• Passage shown
════════
Playing on a G920, ABS and TCS on but thinking of trying TCS off to see if that helps.

I mostly haven’t had a problem with it, but it’s possible I’m just unconsciously compensating for it.

E61, E30 and E46 aren’t E92. Idk what the tire pressures are for those BMWs. I merely said that my E92s are set to 35 front / 38 rear per BMW’s recommended spec for north of 100mph. They could probably be lowered for daily application, but I don’t daily my E92s. I also wasn’t saying that these pressures worked for anything other than the E92 M3 GTS in game. I am saying, however, that when I reverse their defaults, I get very usable results.

I find it odd that Turn 10 went through the trouble to build from the ground up and got all of this so wrong. Why would they do this?

I was doing some testing last night with the Forza Edition Mercedes Coupe and the '84 VW GTI. steering on the Merc was good, visual full lock to lock, but during driving I could only turn my wheel 40 degrees or so before loosing front grip. the GTI was weird, visual turning shows the tires turning at a much slower rate than my wheel. tires visually stopped turning about half rotation of my wheel.
════════
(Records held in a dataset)
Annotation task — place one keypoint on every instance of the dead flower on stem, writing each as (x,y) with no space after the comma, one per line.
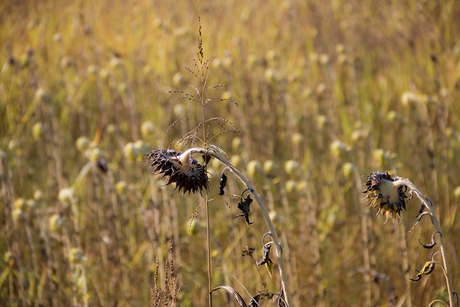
(180,168)
(386,194)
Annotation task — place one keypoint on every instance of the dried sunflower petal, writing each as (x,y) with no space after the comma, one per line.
(383,194)
(179,168)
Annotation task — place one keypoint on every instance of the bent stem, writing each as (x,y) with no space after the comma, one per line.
(271,227)
(429,206)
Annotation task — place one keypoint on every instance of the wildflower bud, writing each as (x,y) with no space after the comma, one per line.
(41,95)
(179,80)
(82,143)
(194,227)
(340,48)
(158,23)
(253,61)
(18,215)
(129,151)
(217,63)
(227,62)
(31,204)
(38,131)
(9,258)
(457,192)
(236,143)
(408,98)
(236,161)
(272,56)
(179,110)
(38,195)
(291,166)
(57,37)
(297,139)
(104,74)
(75,256)
(122,88)
(320,89)
(19,203)
(269,167)
(342,59)
(92,70)
(95,154)
(253,167)
(321,121)
(55,222)
(324,59)
(227,95)
(275,217)
(270,75)
(111,128)
(65,195)
(116,63)
(121,187)
(66,62)
(140,147)
(338,148)
(291,186)
(147,128)
(348,169)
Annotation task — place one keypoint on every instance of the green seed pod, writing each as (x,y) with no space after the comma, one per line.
(82,143)
(75,256)
(147,128)
(55,222)
(291,166)
(38,131)
(253,167)
(19,203)
(65,195)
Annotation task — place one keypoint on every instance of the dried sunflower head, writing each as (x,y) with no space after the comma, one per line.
(386,194)
(180,168)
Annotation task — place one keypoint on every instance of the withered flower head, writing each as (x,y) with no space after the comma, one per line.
(386,194)
(180,168)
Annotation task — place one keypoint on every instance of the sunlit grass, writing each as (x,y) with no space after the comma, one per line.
(381,78)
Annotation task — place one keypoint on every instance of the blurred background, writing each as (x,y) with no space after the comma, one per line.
(324,91)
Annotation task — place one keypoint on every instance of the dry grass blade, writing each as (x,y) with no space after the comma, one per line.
(234,293)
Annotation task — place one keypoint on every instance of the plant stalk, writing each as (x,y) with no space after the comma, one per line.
(271,227)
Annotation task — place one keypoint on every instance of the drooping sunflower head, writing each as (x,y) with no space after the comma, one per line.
(180,168)
(386,194)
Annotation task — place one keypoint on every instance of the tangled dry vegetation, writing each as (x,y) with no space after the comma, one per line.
(324,93)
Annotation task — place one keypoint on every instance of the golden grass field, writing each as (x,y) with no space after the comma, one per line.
(328,91)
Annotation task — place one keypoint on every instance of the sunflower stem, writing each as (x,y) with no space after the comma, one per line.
(429,206)
(271,227)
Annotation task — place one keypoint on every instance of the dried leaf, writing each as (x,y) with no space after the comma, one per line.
(235,294)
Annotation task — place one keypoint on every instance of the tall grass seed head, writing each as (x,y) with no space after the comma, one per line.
(179,168)
(385,194)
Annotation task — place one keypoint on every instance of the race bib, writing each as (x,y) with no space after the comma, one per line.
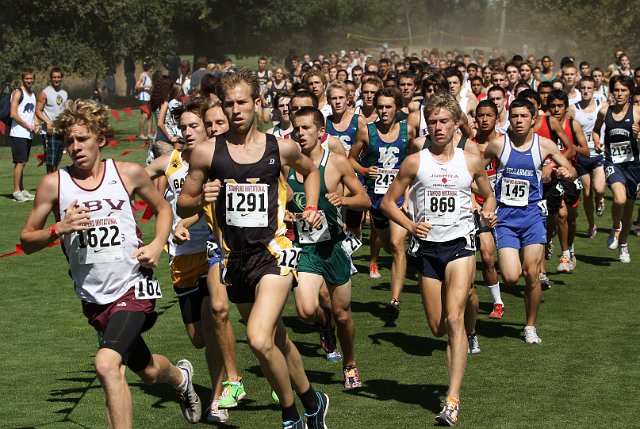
(289,258)
(147,288)
(247,204)
(351,243)
(441,206)
(514,192)
(310,235)
(383,179)
(100,244)
(621,152)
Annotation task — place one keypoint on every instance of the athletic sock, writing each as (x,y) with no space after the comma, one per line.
(182,387)
(494,290)
(309,400)
(290,413)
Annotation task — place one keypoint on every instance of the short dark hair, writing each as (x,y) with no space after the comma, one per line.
(523,102)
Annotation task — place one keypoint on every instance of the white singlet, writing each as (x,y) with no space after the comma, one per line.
(101,259)
(441,195)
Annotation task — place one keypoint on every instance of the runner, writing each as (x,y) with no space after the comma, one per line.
(621,158)
(113,277)
(439,183)
(243,167)
(590,168)
(521,215)
(323,257)
(381,147)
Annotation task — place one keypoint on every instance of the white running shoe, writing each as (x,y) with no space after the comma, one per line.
(612,241)
(531,335)
(625,258)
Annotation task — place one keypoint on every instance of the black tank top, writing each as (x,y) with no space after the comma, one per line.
(248,213)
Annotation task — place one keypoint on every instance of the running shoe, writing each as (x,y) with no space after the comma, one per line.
(373,271)
(316,420)
(531,335)
(449,414)
(215,414)
(474,346)
(544,281)
(498,311)
(298,424)
(564,266)
(189,401)
(352,377)
(19,197)
(549,251)
(612,241)
(625,258)
(232,394)
(600,208)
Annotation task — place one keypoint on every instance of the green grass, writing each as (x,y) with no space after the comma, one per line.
(584,374)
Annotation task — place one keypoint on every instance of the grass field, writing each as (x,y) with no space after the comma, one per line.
(586,373)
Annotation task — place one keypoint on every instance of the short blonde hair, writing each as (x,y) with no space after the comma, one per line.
(93,115)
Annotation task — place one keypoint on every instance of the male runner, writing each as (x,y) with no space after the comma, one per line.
(381,147)
(109,265)
(439,183)
(521,216)
(49,105)
(243,166)
(621,158)
(590,169)
(323,256)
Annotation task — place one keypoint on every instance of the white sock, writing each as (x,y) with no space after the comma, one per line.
(494,290)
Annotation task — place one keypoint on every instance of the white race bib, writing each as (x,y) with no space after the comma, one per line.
(147,288)
(442,206)
(309,235)
(247,204)
(101,243)
(351,243)
(514,192)
(383,179)
(621,152)
(289,258)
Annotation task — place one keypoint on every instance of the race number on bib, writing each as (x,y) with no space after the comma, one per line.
(384,179)
(289,258)
(621,152)
(247,204)
(441,206)
(351,243)
(514,192)
(100,244)
(148,288)
(307,234)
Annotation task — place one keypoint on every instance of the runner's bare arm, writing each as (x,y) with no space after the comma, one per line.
(137,182)
(34,237)
(564,170)
(357,198)
(291,155)
(197,191)
(400,184)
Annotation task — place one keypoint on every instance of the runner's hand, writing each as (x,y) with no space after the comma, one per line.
(76,218)
(211,191)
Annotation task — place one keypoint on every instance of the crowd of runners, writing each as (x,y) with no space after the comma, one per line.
(440,155)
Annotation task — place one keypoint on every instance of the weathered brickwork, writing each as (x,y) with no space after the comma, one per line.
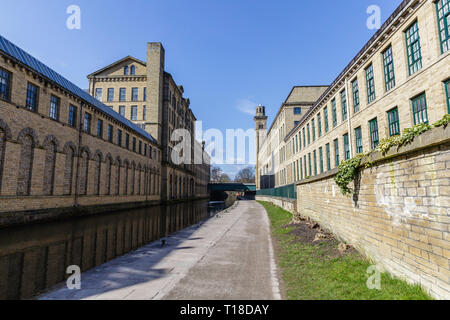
════════
• Brief 1
Reproduce the section of the Forza forum thread that starts at the words "I mostly haven’t" and ends after "very usable results.".
• Brief 2
In the Forza forum thread, why are the poster's E92s set to 35 front and 38 rear tire pressures?
• Brief 3
Continue the Forza forum thread past its final sentence.

• Written reply 1
I mostly haven’t had a problem with it, but it’s possible I’m just unconsciously compensating for it.

E61, E30 and E46 aren’t E92. Idk what the tire pressures are for those BMWs. I merely said that my E92s are set to 35 front / 38 rear per BMW’s recommended spec for north of 100mph. They could probably be lowered for daily application, but I don’t daily my E92s. I also wasn’t saying that these pressures worked for anything other than the E92 M3 GTS in game. I am saying, however, that when I reverse their defaults, I get very usable results.

• Written reply 2
Those pressures follow BMW's recommended spec for speeds north of 100 mph. The poster notes they could probably be lowered for daily driving but doesn't daily the E92s.

• Written reply 3
the other thing I noticed, which for me is typical Forza, lack of good sense of speed. it seems like I’m just going too fast into corners, despite the driving line either being yellow or disappeared. this doesn’t explain how the AI can go much faster with the same car around the corners.
Conclusion, this game needs some work. its a good step in the right direction, but some areas do need some attention.

Have you ever tried to turn the wheel 40 degrees in an MK1 GTI doing any kind of speed in real life? Having owned several VWs from that era including a 83 “Rabbit” GTI, 86 Jetta GLI Wolfsburg, and a 1990 Corrado G60… they all understeer HORRIBLY stock. Even my 1996 GTI would slide the front end all the time, espeically in the rain at 40+mph.

… that’s why I bought an understeering 2003 WRX in 2002 that I still own.

The Merc being a forza edition should already have most of that tuned out… I’ll mess with both of those cars today as I didn’t get the chance.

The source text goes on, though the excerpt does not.